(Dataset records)
────────────────────
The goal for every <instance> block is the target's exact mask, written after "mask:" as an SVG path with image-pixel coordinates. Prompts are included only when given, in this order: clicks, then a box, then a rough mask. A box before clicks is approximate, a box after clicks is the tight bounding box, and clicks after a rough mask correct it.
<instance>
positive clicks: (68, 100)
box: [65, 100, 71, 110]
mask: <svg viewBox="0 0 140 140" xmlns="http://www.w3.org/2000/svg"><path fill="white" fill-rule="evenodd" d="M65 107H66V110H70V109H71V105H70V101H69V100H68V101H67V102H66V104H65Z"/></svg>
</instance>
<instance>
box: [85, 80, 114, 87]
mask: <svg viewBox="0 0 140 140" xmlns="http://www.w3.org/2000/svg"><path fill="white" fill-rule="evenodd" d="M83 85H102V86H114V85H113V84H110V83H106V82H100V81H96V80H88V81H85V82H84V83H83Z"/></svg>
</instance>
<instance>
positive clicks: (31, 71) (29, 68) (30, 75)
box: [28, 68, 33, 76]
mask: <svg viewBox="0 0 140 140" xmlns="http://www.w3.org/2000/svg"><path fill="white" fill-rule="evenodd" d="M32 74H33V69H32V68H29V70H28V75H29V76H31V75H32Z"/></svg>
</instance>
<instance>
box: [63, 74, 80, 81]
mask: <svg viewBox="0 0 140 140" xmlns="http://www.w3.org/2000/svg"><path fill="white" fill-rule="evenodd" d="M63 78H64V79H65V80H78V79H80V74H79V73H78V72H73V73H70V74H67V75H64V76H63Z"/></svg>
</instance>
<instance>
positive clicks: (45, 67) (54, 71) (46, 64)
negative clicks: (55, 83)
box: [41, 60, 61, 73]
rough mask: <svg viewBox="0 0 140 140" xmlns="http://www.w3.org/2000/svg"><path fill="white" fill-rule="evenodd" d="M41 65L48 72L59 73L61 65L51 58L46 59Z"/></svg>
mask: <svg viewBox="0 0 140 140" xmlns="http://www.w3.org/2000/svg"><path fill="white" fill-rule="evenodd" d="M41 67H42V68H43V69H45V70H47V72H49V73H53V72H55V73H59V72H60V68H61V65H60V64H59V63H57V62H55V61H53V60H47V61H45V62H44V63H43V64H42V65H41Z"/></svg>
────────────────────
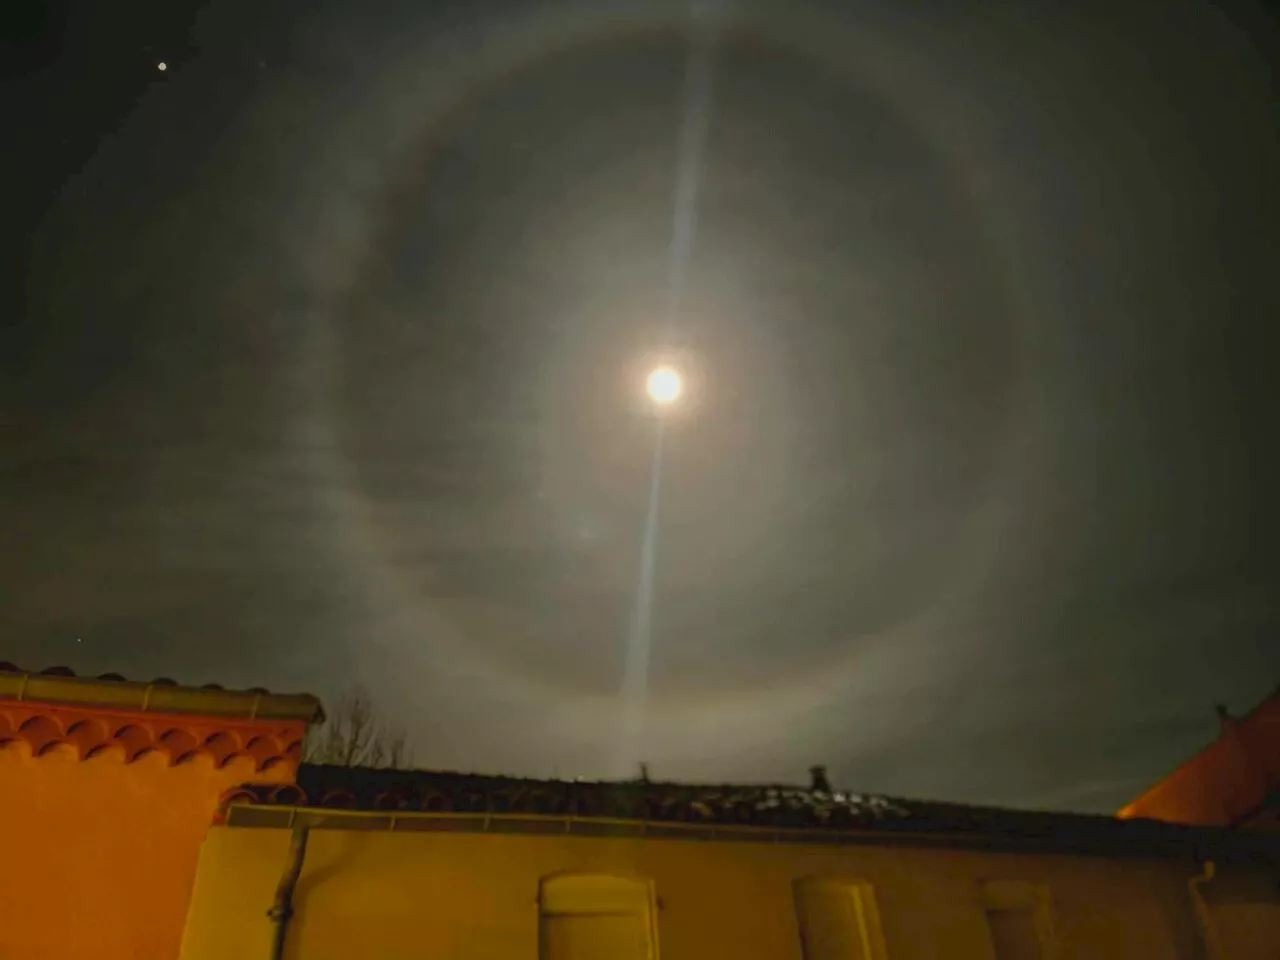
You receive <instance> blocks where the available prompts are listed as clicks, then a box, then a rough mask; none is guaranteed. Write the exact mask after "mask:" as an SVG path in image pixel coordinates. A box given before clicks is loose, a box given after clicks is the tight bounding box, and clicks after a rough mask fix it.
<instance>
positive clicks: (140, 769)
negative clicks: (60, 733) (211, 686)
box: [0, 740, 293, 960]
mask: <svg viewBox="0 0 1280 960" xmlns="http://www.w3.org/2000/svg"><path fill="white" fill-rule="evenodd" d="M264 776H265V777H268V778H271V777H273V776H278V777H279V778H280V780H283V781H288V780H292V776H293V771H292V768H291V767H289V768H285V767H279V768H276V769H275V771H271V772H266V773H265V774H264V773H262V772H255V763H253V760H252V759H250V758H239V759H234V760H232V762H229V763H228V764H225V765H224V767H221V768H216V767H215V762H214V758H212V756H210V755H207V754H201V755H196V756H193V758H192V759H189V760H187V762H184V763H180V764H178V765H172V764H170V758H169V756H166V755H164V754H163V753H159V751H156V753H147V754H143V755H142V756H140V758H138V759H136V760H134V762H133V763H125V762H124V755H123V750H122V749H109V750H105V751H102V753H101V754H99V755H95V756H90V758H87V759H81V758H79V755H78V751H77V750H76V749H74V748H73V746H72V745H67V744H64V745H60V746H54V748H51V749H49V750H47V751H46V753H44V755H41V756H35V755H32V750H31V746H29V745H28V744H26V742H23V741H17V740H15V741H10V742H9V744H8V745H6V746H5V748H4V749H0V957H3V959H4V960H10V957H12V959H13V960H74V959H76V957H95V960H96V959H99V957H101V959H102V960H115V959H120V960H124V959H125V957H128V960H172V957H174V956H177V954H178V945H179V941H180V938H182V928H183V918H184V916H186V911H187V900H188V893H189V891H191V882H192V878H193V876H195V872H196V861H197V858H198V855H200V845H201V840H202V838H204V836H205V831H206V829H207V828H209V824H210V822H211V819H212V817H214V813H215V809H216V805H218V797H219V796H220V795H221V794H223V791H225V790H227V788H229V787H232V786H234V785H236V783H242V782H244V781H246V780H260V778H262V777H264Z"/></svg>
────────────────────
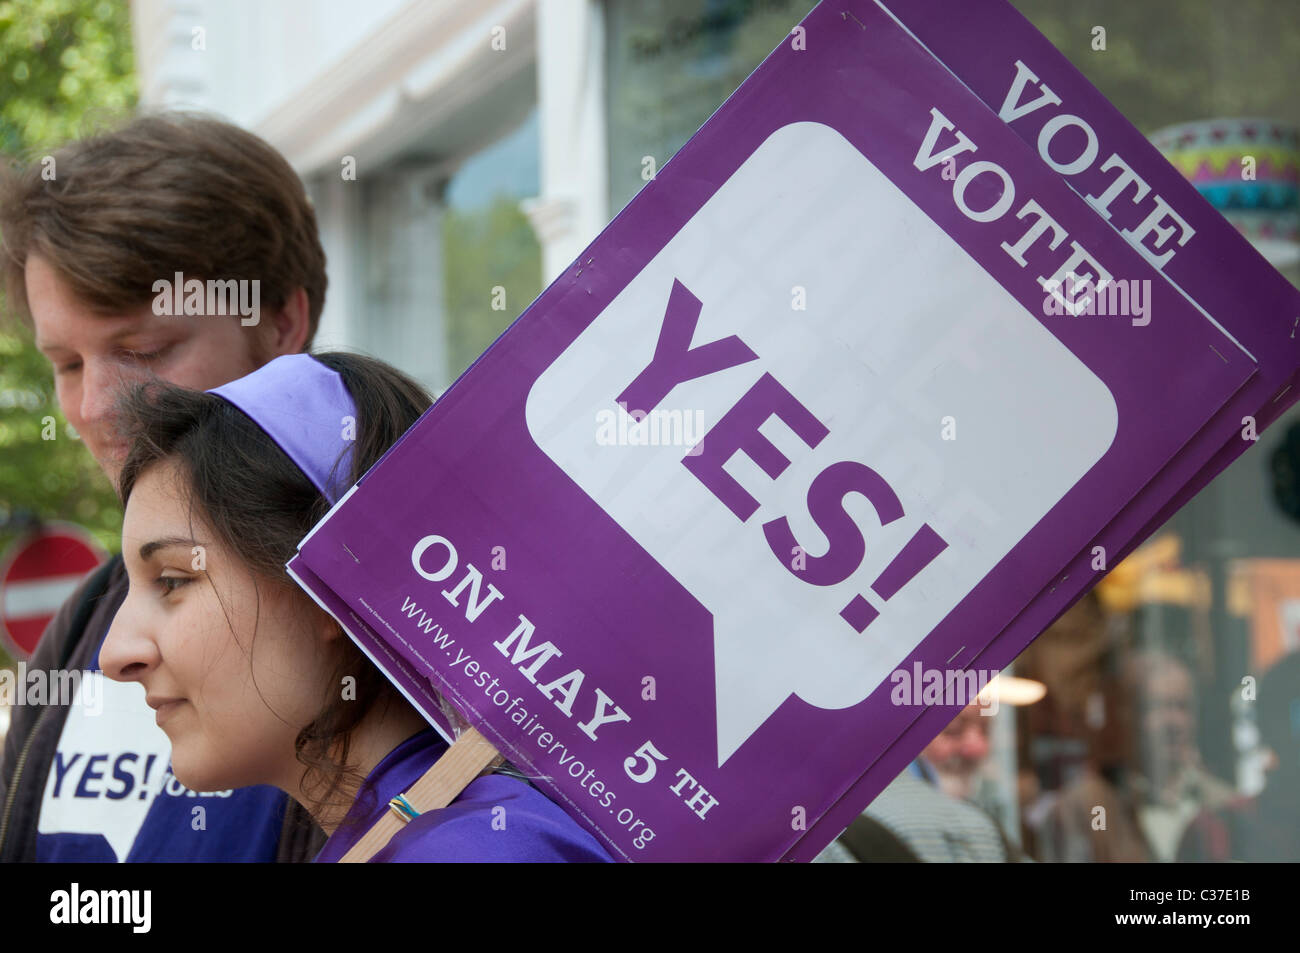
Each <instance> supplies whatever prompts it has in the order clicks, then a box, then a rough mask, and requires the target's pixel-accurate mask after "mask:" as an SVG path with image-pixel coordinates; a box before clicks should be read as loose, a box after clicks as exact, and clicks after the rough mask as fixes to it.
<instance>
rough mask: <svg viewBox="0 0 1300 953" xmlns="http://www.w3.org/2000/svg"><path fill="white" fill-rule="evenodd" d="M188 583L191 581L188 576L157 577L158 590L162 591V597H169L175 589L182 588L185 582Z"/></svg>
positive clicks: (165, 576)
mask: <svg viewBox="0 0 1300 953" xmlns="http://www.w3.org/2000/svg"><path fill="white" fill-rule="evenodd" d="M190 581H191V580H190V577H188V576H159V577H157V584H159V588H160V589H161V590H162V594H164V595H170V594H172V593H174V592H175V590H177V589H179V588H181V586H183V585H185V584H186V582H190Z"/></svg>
────────────────────
## Try it:
Would you print, exactly as written, every line above from the one holding "positive clicks: (140, 769)" through the one holding "negative clicks: (60, 733) (211, 686)", with both included and no other lines?

## Solution for this problem:
positive clicks: (140, 769)
negative clicks: (60, 733) (211, 686)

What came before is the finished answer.